**Request**
Tally the lines in the entries that contain the string "willow". Give only the number.

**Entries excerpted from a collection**
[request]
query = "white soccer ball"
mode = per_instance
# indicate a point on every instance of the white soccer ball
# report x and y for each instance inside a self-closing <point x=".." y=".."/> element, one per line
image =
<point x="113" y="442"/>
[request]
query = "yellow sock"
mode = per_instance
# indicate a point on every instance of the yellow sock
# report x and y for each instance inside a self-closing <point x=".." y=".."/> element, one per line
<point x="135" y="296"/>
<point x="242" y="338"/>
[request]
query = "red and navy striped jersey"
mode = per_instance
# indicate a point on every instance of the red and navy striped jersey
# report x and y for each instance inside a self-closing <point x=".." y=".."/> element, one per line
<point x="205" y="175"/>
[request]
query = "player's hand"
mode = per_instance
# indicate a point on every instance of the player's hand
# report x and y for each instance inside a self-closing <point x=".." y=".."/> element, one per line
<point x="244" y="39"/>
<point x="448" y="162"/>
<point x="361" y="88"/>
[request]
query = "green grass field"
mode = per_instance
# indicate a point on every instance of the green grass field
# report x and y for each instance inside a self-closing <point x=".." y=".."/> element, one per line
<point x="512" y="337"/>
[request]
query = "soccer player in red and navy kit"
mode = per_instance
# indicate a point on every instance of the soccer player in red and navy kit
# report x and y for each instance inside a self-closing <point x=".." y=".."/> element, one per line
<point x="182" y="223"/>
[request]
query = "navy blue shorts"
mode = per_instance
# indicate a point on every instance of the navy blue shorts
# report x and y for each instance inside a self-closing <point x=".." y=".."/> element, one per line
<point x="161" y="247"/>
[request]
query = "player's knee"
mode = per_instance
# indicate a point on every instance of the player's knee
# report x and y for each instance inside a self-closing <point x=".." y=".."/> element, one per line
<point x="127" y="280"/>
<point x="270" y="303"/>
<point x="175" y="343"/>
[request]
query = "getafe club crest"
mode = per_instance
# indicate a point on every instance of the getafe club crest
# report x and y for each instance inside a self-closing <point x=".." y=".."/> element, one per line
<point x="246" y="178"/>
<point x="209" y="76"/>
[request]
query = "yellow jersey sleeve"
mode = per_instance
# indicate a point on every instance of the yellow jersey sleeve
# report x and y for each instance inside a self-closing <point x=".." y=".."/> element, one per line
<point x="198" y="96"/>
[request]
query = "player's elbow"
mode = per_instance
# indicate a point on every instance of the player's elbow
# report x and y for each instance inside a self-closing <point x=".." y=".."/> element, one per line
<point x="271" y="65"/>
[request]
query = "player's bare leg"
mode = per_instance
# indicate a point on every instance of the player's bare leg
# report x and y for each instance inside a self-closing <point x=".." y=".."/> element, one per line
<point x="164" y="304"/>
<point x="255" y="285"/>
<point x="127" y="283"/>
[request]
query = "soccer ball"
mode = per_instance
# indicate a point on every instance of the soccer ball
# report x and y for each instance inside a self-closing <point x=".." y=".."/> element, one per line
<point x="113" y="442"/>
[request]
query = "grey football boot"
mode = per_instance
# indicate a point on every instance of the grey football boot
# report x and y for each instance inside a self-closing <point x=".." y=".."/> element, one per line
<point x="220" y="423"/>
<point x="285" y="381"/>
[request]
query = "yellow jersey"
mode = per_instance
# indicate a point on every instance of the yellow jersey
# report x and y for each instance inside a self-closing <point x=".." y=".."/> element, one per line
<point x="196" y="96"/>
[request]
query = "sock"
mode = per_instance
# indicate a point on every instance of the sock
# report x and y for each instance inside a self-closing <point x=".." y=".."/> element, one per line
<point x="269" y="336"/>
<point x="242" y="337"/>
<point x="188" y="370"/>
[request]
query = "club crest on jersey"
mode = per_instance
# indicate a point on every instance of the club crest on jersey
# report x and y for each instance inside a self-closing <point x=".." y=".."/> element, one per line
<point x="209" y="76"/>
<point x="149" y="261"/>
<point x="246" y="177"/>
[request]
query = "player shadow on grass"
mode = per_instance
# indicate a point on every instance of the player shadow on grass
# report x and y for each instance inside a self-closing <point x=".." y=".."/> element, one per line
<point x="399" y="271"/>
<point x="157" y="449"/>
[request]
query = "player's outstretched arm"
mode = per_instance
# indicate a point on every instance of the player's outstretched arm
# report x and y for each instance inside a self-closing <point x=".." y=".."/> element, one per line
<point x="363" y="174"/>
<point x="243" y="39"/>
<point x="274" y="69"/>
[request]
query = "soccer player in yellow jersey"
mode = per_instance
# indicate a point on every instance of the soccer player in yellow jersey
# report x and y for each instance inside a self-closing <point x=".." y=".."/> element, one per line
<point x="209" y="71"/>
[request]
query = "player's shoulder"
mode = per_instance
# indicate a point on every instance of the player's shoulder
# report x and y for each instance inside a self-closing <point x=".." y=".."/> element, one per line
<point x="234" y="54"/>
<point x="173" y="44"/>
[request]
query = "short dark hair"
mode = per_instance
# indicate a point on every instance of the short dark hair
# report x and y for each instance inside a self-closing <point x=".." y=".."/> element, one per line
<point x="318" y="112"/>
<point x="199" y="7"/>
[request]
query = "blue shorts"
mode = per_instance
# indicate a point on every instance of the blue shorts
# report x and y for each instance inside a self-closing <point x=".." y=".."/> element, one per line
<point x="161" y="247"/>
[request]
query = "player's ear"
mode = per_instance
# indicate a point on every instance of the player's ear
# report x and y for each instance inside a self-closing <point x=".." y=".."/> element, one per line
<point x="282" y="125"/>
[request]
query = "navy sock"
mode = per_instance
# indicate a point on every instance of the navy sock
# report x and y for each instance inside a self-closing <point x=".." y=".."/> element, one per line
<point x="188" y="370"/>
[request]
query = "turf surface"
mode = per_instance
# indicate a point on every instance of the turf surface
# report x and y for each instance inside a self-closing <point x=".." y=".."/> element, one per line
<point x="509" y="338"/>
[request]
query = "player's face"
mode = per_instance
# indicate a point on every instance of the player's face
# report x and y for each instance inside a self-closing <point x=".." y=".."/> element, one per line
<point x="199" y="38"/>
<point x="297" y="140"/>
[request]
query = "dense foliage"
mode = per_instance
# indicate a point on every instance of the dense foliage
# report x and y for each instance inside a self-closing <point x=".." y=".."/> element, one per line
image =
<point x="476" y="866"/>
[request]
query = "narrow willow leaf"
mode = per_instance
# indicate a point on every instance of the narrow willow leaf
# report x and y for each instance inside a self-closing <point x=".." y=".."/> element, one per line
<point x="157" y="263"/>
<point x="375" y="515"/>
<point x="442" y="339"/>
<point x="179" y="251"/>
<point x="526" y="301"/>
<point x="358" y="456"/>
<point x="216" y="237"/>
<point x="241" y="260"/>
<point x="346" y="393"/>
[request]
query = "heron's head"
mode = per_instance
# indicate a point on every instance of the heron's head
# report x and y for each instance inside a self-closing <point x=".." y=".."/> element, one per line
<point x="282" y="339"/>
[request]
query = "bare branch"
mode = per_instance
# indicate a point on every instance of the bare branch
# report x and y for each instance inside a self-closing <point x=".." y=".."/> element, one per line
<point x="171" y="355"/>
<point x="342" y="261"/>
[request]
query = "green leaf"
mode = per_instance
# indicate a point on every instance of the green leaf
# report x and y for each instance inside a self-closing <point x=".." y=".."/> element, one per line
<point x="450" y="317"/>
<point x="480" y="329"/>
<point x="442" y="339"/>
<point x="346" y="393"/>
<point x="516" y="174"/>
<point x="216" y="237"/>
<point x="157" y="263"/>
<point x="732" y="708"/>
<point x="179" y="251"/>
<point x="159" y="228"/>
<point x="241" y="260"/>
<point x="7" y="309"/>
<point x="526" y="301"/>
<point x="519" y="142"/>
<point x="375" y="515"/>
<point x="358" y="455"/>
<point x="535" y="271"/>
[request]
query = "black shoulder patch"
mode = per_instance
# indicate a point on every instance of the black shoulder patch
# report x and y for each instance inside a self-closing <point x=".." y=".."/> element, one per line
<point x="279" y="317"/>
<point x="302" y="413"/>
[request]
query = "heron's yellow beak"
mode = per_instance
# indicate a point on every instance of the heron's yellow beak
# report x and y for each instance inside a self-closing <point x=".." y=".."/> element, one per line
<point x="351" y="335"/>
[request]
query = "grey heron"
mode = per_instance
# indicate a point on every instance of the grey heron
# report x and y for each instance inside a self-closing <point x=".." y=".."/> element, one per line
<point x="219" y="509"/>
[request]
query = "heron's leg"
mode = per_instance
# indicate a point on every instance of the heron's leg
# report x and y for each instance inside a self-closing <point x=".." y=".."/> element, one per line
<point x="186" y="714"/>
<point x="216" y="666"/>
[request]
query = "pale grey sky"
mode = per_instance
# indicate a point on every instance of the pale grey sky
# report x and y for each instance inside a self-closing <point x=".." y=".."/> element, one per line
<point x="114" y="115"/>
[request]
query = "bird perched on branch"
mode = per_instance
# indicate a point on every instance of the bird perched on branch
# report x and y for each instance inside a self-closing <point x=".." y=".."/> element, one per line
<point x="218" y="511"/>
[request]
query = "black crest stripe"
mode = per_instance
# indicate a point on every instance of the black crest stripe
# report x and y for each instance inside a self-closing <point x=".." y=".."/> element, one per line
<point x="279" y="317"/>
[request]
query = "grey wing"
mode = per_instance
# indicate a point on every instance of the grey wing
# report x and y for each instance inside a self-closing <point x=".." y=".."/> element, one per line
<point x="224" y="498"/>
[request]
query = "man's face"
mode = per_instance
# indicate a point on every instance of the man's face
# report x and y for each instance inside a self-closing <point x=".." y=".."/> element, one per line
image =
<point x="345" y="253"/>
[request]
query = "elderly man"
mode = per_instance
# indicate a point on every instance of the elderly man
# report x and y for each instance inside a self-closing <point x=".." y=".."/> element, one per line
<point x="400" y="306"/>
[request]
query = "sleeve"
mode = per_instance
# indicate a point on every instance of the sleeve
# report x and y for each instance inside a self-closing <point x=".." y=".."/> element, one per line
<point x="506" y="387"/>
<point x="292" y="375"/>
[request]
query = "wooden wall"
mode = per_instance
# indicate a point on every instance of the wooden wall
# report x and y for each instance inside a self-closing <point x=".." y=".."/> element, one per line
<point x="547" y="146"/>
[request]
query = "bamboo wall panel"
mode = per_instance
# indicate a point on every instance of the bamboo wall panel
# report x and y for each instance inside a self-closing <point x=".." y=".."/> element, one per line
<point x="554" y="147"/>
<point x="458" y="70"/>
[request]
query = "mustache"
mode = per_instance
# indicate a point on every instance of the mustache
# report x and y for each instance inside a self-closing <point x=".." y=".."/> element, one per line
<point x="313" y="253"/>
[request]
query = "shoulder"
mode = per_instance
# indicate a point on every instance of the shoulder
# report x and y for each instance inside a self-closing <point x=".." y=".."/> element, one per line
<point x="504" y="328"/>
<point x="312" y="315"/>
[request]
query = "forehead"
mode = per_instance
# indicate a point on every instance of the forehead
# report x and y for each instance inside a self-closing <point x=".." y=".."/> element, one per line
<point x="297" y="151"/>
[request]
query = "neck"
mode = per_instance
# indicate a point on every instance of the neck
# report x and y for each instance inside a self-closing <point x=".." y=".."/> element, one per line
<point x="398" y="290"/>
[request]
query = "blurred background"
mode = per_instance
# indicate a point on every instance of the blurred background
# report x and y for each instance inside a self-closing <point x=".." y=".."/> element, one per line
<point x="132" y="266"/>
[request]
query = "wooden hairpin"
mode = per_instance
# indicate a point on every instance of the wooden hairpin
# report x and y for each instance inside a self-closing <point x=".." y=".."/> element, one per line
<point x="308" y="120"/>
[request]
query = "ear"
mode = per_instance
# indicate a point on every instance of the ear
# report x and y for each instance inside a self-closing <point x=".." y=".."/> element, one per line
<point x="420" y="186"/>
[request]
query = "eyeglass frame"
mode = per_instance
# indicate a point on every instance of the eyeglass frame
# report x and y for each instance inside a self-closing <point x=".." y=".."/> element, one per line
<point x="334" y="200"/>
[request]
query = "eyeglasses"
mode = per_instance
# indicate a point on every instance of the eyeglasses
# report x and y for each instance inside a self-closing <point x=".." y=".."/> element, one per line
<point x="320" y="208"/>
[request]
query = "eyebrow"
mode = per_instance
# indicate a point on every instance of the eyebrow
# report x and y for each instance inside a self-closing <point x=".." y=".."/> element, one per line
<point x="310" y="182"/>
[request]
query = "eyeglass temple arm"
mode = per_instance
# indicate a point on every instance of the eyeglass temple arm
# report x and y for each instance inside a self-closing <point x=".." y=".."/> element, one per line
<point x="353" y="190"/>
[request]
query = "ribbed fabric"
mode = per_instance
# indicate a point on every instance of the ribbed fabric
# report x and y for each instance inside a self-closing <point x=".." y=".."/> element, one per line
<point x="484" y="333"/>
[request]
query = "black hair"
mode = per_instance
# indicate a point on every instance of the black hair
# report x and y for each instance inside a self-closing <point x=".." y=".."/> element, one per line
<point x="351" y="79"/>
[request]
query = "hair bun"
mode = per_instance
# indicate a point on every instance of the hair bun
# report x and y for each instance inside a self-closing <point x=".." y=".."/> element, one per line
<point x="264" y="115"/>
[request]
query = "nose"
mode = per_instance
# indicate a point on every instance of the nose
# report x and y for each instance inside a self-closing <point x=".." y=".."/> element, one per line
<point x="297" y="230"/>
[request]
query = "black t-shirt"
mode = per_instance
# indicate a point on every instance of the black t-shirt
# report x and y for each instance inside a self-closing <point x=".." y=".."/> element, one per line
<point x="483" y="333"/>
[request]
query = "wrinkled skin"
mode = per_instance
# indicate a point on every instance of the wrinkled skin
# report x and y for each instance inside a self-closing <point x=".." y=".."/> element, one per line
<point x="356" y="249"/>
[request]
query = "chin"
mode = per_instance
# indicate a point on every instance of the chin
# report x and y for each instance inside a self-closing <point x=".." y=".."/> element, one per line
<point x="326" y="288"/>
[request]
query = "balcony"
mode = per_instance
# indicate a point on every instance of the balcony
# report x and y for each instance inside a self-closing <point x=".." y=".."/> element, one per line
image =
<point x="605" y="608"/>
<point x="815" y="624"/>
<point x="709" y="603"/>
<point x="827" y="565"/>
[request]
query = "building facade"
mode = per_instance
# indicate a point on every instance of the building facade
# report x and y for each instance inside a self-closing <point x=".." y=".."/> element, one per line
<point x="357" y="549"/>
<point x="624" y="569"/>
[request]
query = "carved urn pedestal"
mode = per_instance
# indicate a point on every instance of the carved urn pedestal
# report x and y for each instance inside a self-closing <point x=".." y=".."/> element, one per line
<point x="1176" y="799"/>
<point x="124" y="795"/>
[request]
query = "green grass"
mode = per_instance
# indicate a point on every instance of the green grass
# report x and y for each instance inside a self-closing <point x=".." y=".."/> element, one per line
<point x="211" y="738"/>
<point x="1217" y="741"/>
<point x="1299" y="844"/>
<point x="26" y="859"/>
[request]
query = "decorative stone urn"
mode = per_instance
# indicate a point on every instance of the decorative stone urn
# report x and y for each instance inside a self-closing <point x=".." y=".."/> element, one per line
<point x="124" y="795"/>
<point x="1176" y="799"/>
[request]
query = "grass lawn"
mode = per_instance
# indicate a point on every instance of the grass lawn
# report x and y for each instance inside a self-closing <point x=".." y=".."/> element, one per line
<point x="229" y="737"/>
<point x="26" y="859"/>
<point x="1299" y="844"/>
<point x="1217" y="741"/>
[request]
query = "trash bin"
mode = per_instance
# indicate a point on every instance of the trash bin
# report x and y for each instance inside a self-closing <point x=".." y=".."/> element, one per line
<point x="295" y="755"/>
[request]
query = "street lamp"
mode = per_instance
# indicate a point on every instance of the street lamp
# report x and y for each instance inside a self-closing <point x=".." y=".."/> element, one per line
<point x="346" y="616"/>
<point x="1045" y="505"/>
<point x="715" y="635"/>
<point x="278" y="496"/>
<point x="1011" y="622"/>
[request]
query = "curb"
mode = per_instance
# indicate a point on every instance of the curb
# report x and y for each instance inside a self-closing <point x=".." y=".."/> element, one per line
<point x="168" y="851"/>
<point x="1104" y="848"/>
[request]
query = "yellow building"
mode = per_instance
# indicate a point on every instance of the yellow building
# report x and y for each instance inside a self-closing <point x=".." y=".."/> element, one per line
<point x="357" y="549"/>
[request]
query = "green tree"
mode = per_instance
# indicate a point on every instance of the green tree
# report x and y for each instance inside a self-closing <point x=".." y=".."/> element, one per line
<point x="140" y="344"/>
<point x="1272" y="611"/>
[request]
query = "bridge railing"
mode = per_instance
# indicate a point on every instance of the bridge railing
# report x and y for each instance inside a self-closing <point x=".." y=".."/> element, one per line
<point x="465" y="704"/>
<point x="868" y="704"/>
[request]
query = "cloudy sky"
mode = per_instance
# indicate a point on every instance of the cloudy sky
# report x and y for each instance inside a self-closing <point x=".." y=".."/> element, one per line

**Result of the task**
2